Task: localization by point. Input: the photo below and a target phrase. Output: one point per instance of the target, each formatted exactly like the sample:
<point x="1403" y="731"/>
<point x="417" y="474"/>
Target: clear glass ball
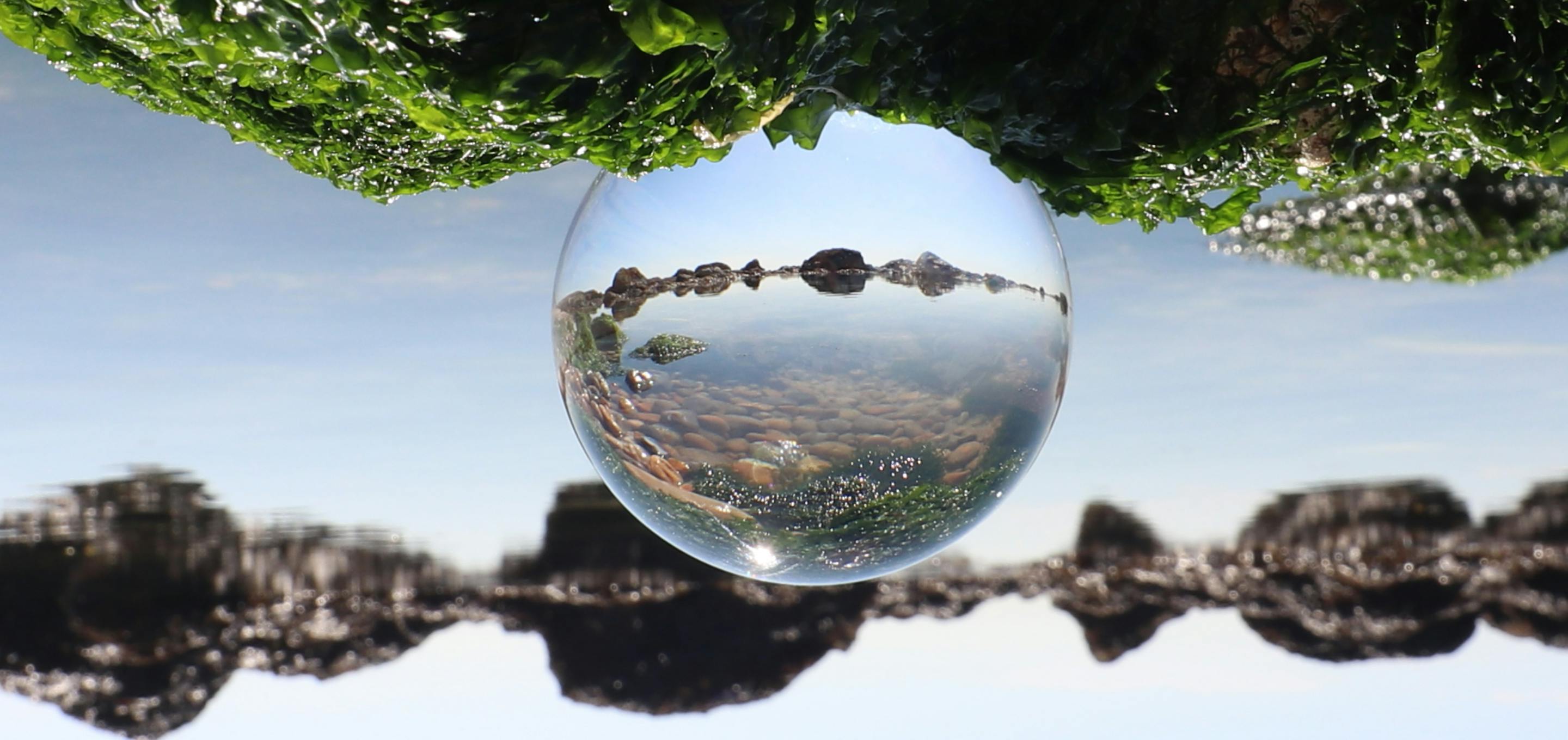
<point x="814" y="366"/>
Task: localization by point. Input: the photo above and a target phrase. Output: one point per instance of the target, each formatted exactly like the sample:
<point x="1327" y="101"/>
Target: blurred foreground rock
<point x="129" y="602"/>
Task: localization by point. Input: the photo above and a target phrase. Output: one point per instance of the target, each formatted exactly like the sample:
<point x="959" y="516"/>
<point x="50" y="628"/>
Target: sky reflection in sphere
<point x="824" y="424"/>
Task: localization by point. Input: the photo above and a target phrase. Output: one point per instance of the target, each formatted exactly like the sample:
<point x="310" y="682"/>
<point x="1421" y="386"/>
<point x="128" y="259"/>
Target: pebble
<point x="835" y="427"/>
<point x="744" y="424"/>
<point x="963" y="454"/>
<point x="662" y="469"/>
<point x="872" y="425"/>
<point x="833" y="451"/>
<point x="714" y="422"/>
<point x="811" y="465"/>
<point x="755" y="472"/>
<point x="700" y="441"/>
<point x="662" y="433"/>
<point x="679" y="419"/>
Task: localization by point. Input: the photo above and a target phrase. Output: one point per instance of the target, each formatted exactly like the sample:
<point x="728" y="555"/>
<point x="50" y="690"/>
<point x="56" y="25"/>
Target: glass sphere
<point x="814" y="366"/>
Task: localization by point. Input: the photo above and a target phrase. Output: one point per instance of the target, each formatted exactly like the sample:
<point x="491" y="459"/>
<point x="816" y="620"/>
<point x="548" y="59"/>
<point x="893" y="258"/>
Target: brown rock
<point x="874" y="425"/>
<point x="714" y="422"/>
<point x="626" y="280"/>
<point x="835" y="425"/>
<point x="963" y="454"/>
<point x="608" y="419"/>
<point x="755" y="472"/>
<point x="679" y="419"/>
<point x="744" y="424"/>
<point x="699" y="441"/>
<point x="712" y="507"/>
<point x="662" y="469"/>
<point x="811" y="465"/>
<point x="700" y="457"/>
<point x="662" y="433"/>
<point x="831" y="451"/>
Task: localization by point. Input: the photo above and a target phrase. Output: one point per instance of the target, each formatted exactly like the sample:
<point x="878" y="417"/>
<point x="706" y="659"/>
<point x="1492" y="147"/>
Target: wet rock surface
<point x="708" y="438"/>
<point x="132" y="601"/>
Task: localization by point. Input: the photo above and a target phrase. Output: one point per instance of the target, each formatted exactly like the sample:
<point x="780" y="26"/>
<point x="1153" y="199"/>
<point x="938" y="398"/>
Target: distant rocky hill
<point x="131" y="601"/>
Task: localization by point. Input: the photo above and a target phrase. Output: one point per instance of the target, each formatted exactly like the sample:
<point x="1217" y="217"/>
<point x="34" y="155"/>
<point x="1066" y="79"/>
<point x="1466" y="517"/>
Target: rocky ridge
<point x="132" y="601"/>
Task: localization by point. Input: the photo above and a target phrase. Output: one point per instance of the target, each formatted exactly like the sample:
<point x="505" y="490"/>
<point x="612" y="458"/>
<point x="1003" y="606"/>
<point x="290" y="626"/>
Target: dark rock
<point x="628" y="280"/>
<point x="665" y="349"/>
<point x="639" y="380"/>
<point x="835" y="261"/>
<point x="843" y="283"/>
<point x="996" y="283"/>
<point x="901" y="272"/>
<point x="712" y="286"/>
<point x="1109" y="535"/>
<point x="935" y="275"/>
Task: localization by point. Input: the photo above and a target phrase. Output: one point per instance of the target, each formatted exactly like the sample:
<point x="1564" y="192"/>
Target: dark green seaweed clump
<point x="667" y="349"/>
<point x="1118" y="109"/>
<point x="1417" y="223"/>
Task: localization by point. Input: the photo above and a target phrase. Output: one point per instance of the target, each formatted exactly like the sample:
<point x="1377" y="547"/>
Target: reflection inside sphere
<point x="814" y="366"/>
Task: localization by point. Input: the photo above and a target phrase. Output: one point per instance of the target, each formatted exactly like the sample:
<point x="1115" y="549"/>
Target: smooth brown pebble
<point x="714" y="422"/>
<point x="963" y="454"/>
<point x="699" y="441"/>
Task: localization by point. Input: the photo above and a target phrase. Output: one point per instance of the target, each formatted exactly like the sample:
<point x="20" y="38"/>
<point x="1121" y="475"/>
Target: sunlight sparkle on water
<point x="814" y="366"/>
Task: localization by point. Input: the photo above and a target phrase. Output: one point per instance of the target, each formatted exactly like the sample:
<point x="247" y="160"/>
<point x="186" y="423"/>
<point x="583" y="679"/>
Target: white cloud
<point x="458" y="276"/>
<point x="1473" y="349"/>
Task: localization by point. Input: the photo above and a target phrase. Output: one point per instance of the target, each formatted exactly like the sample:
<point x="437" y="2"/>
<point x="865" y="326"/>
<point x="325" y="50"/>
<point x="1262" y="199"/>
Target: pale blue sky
<point x="173" y="298"/>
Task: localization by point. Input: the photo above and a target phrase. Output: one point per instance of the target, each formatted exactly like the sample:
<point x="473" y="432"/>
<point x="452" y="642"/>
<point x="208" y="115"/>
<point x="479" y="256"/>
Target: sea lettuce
<point x="1117" y="109"/>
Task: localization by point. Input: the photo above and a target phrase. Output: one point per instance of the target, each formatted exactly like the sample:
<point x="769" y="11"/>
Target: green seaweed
<point x="1417" y="223"/>
<point x="1120" y="110"/>
<point x="665" y="349"/>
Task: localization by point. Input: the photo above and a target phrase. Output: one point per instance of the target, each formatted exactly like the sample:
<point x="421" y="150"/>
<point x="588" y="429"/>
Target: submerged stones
<point x="778" y="451"/>
<point x="639" y="380"/>
<point x="665" y="349"/>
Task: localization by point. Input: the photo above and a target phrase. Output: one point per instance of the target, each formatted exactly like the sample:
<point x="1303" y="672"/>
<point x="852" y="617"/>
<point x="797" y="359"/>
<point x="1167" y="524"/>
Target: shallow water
<point x="819" y="436"/>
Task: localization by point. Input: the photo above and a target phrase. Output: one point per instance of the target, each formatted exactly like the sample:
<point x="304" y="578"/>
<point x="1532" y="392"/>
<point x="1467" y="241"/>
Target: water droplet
<point x="814" y="366"/>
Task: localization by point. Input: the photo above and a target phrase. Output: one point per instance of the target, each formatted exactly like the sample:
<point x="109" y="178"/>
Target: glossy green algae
<point x="1116" y="109"/>
<point x="1413" y="225"/>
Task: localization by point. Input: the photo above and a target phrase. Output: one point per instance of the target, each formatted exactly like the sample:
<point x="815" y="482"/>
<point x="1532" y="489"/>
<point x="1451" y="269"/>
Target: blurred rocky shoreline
<point x="131" y="601"/>
<point x="836" y="270"/>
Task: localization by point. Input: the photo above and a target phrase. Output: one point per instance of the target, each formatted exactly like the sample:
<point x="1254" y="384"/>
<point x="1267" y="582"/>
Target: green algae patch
<point x="1120" y="109"/>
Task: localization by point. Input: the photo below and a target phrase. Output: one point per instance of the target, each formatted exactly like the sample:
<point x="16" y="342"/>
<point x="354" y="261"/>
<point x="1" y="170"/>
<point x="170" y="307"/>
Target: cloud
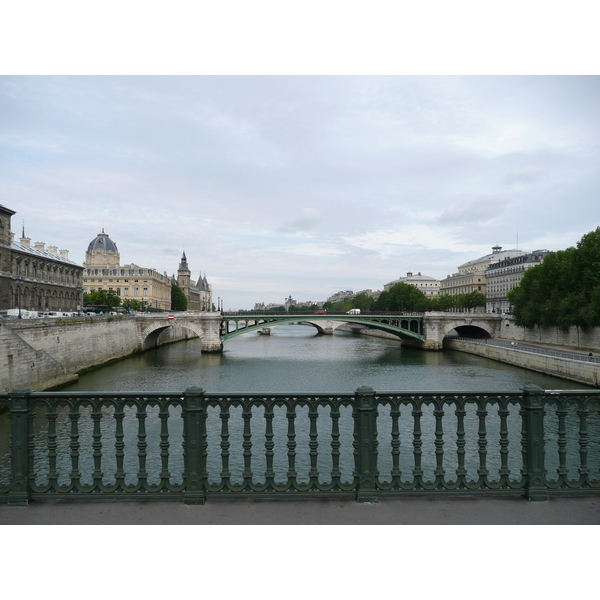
<point x="307" y="221"/>
<point x="482" y="210"/>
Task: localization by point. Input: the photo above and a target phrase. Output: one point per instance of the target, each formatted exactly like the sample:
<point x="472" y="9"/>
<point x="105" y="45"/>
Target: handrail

━━━━━━━━━━━━━━━━

EXERCISE AIM »
Transcribe the records above exactly, omitting every picture they contain.

SOLUTION TO THIS TASK »
Task: localization by point. Input: the photo below and a target phrase. Output: one point per instance of the target, each formatted exactly like the sample:
<point x="1403" y="731"/>
<point x="417" y="474"/>
Target: clear glass ball
<point x="814" y="366"/>
Task: localization by point. Input: the photo above and a target phrase. Output: one point per instance of the target, each formatted exactly like the sample:
<point x="1327" y="101"/>
Target: blurred foreground rock
<point x="129" y="602"/>
Task: localization by point. Input: the photo above and a target phrase. Output: one point per instance of the target, each formatted exactly like the sample:
<point x="959" y="516"/>
<point x="50" y="628"/>
Target: sky reflection in sphere
<point x="824" y="424"/>
Task: localization by point. Input: the photo above and a target phrase. Output: one point per instance of the target, each formatted exactly like the sample:
<point x="310" y="682"/>
<point x="1421" y="386"/>
<point x="128" y="259"/>
Target: pebble
<point x="835" y="427"/>
<point x="744" y="424"/>
<point x="963" y="454"/>
<point x="662" y="469"/>
<point x="872" y="425"/>
<point x="833" y="451"/>
<point x="714" y="422"/>
<point x="811" y="465"/>
<point x="755" y="472"/>
<point x="700" y="441"/>
<point x="662" y="433"/>
<point x="679" y="419"/>
Task: localization by point. Input: the photo above and a target phrase. Output: one point per instance of the target, each formatted exactly like the sample:
<point x="728" y="555"/>
<point x="50" y="690"/>
<point x="56" y="25"/>
Target: glass sphere
<point x="814" y="366"/>
Task: localization by point. Input: the photo above and a target phrase. Output: one point per instance of the target, each formatted exactly like the sample:
<point x="491" y="459"/>
<point x="816" y="620"/>
<point x="548" y="59"/>
<point x="893" y="258"/>
Target: brown rock
<point x="874" y="425"/>
<point x="714" y="422"/>
<point x="626" y="280"/>
<point x="835" y="425"/>
<point x="963" y="454"/>
<point x="608" y="419"/>
<point x="755" y="472"/>
<point x="679" y="419"/>
<point x="744" y="424"/>
<point x="699" y="441"/>
<point x="712" y="507"/>
<point x="662" y="469"/>
<point x="811" y="465"/>
<point x="700" y="457"/>
<point x="662" y="433"/>
<point x="831" y="451"/>
Task: localization by point. Input: the photo above and a target phrase. Output: one point per instance of the target, each formatted exactly like the sample:
<point x="878" y="417"/>
<point x="706" y="659"/>
<point x="1492" y="147"/>
Target: wet rock surface
<point x="708" y="438"/>
<point x="132" y="601"/>
Task: localization by point. Input: the photo above and a target phrase. Output: one point per instance of the target, each formatted exactly like the sample:
<point x="780" y="26"/>
<point x="1153" y="199"/>
<point x="938" y="398"/>
Target: distant rocky hill
<point x="131" y="601"/>
Task: localization by point. Input: the photo above and a target phrase. Output: one point per instance of the target, each formatted exactly like the sample:
<point x="1217" y="217"/>
<point x="34" y="155"/>
<point x="1066" y="79"/>
<point x="1466" y="517"/>
Target: rocky ridge
<point x="132" y="601"/>
Task: localization by point. Input: the photo above and a target phrase. Output: one point per instance of the target, each formatted exactly like the sample:
<point x="505" y="490"/>
<point x="612" y="458"/>
<point x="1003" y="606"/>
<point x="290" y="626"/>
Target: dark rock
<point x="628" y="280"/>
<point x="665" y="349"/>
<point x="639" y="380"/>
<point x="835" y="261"/>
<point x="843" y="283"/>
<point x="996" y="283"/>
<point x="901" y="272"/>
<point x="712" y="286"/>
<point x="1109" y="535"/>
<point x="935" y="275"/>
Task: localization by point. Input: the photo above and a target phrase. Output: one point per instance of the target, each formatted exactly like the sample:
<point x="1564" y="192"/>
Target: dark green seaweed clump
<point x="667" y="349"/>
<point x="1118" y="109"/>
<point x="1417" y="223"/>
Task: localization by point. Input: the photo above and a target phrase. Output: one point per instance of the target, each formatted exactly like the sample:
<point x="1377" y="547"/>
Target: reflection inside sphere
<point x="814" y="366"/>
Task: localization by point. Input: the photo above and a target phrase. Output: one point per instance of the target, each formatted exactly like the sample:
<point x="1115" y="549"/>
Target: smooth brown pebble
<point x="714" y="422"/>
<point x="963" y="454"/>
<point x="699" y="441"/>
Task: localization by point. Input: the photo above and a target phrase. Output: one point per instance of the target, each formatted exactly like the sample:
<point x="20" y="38"/>
<point x="1121" y="475"/>
Target: sunlight sparkle on water
<point x="814" y="366"/>
Task: localization by point. Input: the photo above and a target phrase. Output: one point per instance of the target, each formatted exactly like the sample:
<point x="247" y="160"/>
<point x="186" y="423"/>
<point x="583" y="679"/>
Target: white cloud
<point x="458" y="276"/>
<point x="1473" y="349"/>
Task: localization by point. Input: the photo above and a target phrase. Output: one point per instance of the target, each formatted exactly like the sample:
<point x="437" y="2"/>
<point x="865" y="326"/>
<point x="325" y="50"/>
<point x="1262" y="199"/>
Target: pale blue sky
<point x="173" y="298"/>
Task: localization by point. Input: the photo above and a target phrase. Output: one point per instance of the target, each formatted exactly like the sample:
<point x="473" y="432"/>
<point x="452" y="642"/>
<point x="208" y="115"/>
<point x="479" y="256"/>
Target: sea lettuce
<point x="1117" y="109"/>
Task: localization by point. Input: the photo above and a target phrase. Output: one point per instance of the target, each formatted exactly like the sample:
<point x="769" y="11"/>
Target: green seaweed
<point x="1417" y="223"/>
<point x="1120" y="110"/>
<point x="665" y="349"/>
Task: localization by point. Input: the photo above and a target phrase. Output: one point per instance of the target, each formatted exactly like the sample:
<point x="421" y="150"/>
<point x="588" y="429"/>
Target: submerged stones
<point x="778" y="451"/>
<point x="639" y="380"/>
<point x="665" y="349"/>
Task: localization by point. Input: the photo above and a target phrase. Output: one point per instance of the target, each formatted exactly like the sample:
<point x="1303" y="672"/>
<point x="852" y="617"/>
<point x="797" y="359"/>
<point x="1167" y="524"/>
Target: shallow water
<point x="819" y="436"/>
Task: localization by point. Input: the photo above and a target phrase. Output: one point per instance of the target, each formatted exactly like the sample:
<point x="304" y="578"/>
<point x="1532" y="392"/>
<point x="1467" y="241"/>
Target: water droplet
<point x="814" y="366"/>
Task: localization by point. Input: the photo above and a target phrase. Output: one point per instance of the target, each formatted exactly like the sample:
<point x="109" y="178"/>
Target: glossy green algae
<point x="1116" y="109"/>
<point x="1413" y="225"/>
Task: localization by point. Input: the photo above and a target phrase. Output: one point per instance of the target, each formatted exactly like the sample:
<point x="815" y="482"/>
<point x="1532" y="489"/>
<point x="1451" y="269"/>
Target: blurred rocky shoreline
<point x="131" y="601"/>
<point x="836" y="270"/>
Task: localization by point. Input: the photo above and a target phrase. Output: one point per instance of the target, each formatted exactly like the sample:
<point x="1254" y="384"/>
<point x="1267" y="582"/>
Target: green algae patch
<point x="1120" y="109"/>
Task: localization by point. Input: the photo below and a target phrase. Output: one point per instance of the target, each formatted exactly like the sample:
<point x="16" y="342"/>
<point x="354" y="261"/>
<point x="1" y="170"/>
<point x="170" y="307"/>
Target: cloud
<point x="307" y="221"/>
<point x="482" y="210"/>
Task: localization by point. Input: the photo above and a target phrase. Output: one point per instance of the target, each formatted exactly like the sample:
<point x="472" y="9"/>
<point x="105" y="45"/>
Target: handrail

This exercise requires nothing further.